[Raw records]
┄┄┄┄┄┄┄┄┄┄

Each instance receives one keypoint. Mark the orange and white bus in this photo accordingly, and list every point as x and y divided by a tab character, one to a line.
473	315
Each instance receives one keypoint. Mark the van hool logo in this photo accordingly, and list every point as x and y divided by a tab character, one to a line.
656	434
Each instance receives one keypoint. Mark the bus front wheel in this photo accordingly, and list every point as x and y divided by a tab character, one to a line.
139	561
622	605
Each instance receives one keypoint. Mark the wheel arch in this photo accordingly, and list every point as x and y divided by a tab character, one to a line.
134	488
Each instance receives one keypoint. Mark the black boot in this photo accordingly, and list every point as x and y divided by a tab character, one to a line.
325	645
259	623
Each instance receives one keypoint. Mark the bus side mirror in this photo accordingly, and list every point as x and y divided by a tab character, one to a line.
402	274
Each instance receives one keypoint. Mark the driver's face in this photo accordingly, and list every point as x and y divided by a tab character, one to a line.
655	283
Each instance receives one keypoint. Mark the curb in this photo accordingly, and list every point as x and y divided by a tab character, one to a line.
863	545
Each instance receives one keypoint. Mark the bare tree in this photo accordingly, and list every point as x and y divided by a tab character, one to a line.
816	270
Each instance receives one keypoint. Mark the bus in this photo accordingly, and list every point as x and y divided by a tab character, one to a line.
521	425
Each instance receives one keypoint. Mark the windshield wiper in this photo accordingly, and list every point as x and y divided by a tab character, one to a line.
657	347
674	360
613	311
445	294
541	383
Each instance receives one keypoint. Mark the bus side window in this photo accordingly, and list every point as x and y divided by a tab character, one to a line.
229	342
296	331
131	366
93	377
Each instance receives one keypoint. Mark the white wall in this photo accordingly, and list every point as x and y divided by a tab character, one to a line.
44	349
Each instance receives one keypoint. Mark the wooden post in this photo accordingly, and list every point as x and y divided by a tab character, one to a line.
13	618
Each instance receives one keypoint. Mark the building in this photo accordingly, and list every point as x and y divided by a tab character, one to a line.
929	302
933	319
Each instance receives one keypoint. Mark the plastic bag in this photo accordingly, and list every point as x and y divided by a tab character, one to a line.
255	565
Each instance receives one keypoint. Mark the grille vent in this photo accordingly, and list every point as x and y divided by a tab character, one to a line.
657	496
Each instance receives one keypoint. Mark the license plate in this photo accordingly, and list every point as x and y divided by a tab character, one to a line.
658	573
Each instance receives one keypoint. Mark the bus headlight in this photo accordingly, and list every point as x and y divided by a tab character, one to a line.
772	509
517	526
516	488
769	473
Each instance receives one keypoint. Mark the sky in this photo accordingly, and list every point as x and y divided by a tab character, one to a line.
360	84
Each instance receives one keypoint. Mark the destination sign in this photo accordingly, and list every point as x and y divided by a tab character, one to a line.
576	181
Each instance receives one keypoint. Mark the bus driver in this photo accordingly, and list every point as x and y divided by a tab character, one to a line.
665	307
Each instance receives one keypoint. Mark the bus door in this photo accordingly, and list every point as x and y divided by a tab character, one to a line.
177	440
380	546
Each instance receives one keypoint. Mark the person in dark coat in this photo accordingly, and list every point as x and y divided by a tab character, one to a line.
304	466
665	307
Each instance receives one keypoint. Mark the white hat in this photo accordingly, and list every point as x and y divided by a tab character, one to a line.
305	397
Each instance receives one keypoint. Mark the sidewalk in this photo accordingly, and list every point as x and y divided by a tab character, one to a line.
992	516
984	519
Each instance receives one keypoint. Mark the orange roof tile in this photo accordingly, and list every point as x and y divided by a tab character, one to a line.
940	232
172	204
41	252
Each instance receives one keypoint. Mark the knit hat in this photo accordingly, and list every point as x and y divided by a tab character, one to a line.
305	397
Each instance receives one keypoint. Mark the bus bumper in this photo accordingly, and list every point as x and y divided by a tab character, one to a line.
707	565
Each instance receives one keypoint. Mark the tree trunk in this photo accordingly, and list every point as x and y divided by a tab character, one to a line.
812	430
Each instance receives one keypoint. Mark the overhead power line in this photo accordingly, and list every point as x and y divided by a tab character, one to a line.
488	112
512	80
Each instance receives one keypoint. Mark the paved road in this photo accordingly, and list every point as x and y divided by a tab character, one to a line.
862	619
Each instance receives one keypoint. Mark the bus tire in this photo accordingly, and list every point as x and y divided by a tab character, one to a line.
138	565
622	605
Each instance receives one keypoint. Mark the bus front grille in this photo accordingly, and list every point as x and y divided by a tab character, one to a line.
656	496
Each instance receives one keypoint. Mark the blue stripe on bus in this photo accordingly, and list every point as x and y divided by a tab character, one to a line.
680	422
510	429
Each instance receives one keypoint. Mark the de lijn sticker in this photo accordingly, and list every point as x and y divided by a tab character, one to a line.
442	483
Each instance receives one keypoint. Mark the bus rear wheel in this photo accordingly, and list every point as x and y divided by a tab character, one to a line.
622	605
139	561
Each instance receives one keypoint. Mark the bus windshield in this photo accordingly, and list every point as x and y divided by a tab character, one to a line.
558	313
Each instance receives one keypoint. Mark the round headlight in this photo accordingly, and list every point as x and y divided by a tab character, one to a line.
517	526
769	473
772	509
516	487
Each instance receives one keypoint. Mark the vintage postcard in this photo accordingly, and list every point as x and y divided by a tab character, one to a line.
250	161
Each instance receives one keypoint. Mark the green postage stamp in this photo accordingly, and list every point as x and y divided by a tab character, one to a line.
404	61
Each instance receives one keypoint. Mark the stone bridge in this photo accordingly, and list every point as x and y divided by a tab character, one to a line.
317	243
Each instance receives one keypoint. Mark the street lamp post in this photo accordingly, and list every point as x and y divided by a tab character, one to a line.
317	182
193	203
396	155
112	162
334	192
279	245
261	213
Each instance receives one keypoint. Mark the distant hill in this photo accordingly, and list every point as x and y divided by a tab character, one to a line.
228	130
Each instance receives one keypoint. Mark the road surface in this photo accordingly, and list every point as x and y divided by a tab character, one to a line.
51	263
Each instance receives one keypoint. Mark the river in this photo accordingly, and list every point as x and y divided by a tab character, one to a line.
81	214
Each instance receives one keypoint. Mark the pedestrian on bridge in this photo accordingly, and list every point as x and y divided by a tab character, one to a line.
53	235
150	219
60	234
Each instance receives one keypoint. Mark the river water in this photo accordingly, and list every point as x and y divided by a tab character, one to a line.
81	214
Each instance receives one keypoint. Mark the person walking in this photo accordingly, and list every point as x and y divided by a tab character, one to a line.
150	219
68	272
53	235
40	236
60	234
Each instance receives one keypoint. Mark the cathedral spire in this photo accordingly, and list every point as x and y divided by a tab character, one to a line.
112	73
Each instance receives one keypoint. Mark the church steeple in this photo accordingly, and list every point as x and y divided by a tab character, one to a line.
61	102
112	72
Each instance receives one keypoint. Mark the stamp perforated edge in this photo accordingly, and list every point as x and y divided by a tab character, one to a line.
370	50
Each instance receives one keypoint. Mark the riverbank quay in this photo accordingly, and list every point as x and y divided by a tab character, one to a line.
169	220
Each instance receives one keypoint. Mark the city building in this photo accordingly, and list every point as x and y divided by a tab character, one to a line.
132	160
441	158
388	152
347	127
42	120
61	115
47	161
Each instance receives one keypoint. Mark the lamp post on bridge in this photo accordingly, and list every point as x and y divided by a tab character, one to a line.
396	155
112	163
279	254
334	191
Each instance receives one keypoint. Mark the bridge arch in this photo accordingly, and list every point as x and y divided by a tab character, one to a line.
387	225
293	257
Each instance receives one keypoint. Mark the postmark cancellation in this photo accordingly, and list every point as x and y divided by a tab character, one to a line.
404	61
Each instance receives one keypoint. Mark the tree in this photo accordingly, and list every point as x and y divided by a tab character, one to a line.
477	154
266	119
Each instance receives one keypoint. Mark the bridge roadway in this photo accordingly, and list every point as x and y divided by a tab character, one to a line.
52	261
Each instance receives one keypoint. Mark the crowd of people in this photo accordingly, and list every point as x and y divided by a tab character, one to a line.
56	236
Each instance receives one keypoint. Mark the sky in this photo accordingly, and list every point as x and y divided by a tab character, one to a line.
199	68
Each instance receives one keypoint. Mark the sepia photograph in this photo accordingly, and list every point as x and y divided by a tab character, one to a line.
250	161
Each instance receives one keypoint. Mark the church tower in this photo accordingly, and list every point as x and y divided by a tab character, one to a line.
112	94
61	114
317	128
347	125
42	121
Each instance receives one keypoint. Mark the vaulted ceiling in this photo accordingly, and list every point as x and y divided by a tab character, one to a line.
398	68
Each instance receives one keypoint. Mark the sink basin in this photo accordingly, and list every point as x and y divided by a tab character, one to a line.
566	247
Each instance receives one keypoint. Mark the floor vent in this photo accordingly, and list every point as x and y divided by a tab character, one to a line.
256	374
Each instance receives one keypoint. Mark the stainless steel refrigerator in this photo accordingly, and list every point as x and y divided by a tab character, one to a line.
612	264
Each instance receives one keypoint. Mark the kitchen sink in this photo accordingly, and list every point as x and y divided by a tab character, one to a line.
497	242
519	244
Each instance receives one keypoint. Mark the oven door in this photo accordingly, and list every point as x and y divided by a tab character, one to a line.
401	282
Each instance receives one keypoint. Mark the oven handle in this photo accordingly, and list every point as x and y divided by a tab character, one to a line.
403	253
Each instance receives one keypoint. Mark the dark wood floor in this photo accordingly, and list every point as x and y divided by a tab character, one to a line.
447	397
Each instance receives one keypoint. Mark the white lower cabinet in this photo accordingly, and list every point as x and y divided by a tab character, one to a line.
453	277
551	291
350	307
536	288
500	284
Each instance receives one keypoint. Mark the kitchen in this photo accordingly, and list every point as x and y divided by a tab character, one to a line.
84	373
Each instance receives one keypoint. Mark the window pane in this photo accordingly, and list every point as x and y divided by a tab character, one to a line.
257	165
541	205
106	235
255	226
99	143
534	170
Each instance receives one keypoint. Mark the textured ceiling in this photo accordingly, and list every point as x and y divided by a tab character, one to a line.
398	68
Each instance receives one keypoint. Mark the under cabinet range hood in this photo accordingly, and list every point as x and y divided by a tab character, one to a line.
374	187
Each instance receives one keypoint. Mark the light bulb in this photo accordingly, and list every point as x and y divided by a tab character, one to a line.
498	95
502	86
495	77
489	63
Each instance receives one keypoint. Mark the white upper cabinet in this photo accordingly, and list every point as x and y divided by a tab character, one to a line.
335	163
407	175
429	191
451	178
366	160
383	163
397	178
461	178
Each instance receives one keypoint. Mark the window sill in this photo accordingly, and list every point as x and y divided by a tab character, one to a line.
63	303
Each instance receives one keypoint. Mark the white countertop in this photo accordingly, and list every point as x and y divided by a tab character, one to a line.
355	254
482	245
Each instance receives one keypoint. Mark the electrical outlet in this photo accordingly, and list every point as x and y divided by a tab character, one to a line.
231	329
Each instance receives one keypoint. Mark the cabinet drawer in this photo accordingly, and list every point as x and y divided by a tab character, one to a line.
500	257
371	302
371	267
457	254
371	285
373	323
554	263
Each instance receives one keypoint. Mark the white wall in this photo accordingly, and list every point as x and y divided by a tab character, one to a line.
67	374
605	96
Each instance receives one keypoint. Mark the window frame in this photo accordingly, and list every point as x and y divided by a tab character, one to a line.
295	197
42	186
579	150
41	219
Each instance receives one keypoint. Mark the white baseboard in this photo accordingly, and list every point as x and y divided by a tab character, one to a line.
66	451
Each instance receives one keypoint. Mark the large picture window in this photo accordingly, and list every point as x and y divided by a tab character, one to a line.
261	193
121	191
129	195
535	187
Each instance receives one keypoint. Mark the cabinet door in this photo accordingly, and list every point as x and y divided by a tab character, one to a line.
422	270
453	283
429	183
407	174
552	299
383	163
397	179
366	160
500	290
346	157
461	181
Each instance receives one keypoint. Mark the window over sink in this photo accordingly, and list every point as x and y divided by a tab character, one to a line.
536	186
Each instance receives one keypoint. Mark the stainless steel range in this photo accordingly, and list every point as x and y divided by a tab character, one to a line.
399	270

┄┄┄┄┄┄┄┄┄┄

In the entries above, take the line containing "Each instance receives one keypoint. Mark the white baseboard" and each later line through the last, and repeat them exactly. Output nothing else.

Each instance receives one keypoint. Mark the white baseboard in this photo accordingly, and list every point as x and y divided by a tab character, one to a line.
66	451
Each instance receives one keypoint. Mark the large picture window in this photo accordingly, and list every point as x and y divided by a tab character, one to a line.
261	193
121	191
129	195
535	187
Each instance receives one keypoint. Mark the cabinet door in this photo accordingly, and list every point as x and y divided by a tab character, one to a line.
422	270
453	283
429	183
407	174
552	299
383	163
397	179
366	160
500	290
346	157
461	181
Each instance receives one keypoint. Mark the window over sink in this photo accordingly, and list every point as x and y divided by a tab character, one to a line.
536	186
Each instance receives one keypoint. Mark the stainless steel range in this photo accordingly, and list every point as x and y divided by a tab character, one to a line.
399	270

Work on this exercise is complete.